*The request*:
Reproduce the part of the fishing-knot thread between "It sounds like" and "out quite often.", inclusive, word for word.
··· Passage ···
# Pulled the hook, I am going "knots"



## tundra5555 (Feb 15, 2012)

Went fishing last weekend on the AS with a friend of mine from Romeo, went 0 for 1 on Sunday. I set the hook on the only bite I had all day, hooked it, fought it for a good while and then it happened, the hook pulled out and old Steele was on his way to freedom.
I voiced my frustrations, I am sure I could be heard up and down the river, it didn't help the matter but it made me feel better. Am I using the proper knot ( modified clinch knot)?
What knots are you guys using?:help:

Thanks,
tundra5555


----------



## oldrank (Dec 5, 2006)

I retie my leader frequently and always keep an eye out for weakening line.


----------



## piscatorial warrior (Sep 14, 2011)

Are you sure your line broke at the knot, or did your line just break because it was abraided ( nicks in the line? ). One way of telling is if there was a little curl at the very end of your line, If there was, it's a good chance your knot failed. If the line was fairly straight at the end but rough to the touch it was probably abraided and you need to check your leader more often. I check mine every other cast when I re-adjust my bait. In answer to your question I use the TRILENE knot. That's twice through the hook eye, then 7 wraps around the main line ( 7 for luck  ) then back through both loops above the hook eye, moisten and draw tight. I'm sure you'll get MANY suggestions. Everyone has their favorite and they all have their place. Learn to tie one of them properly, use it until you lose another steelie then learn another!!


----------



## Fishndude (Feb 22, 2003)

It sounds like the original poster described pulling the hook out of the fish's mouth, not breaking his line. If that is the case, boo-yah! I would rather lose a fish to pulling the hook out, than breaking one off. Steelhead don't have really "hard" mouths, like Salmon do. It is pretty easy to pull the hooks, especially since they fight so darned hard. There are a few spots where you can get a really good hookset in a Steelhead's mouth, but there are a lot of places where you can just get a hook in, and hope for the best. All the thrashing they do tends to wear a bigger hole, which allows the hook to come out quite often.
··· Data ···
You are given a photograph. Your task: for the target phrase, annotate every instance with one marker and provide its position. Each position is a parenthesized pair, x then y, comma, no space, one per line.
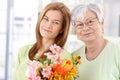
···
*Solution to this exercise*:
It sounds like the original poster described pulling the hook out of the fish's mouth, not breaking his line. If that is the case, boo-yah! I would rather lose a fish to pulling the hook out, than breaking one off. Steelhead don't have really "hard" mouths, like Salmon do. It is pretty easy to pull the hooks, especially since they fight so darned hard. There are a few spots where you can get a really good hookset in a Steelhead's mouth, but there are a lot of places where you can just get a hook in, and hope for the best. All the thrashing they do tends to wear a bigger hole, which allows the hook to come out quite often.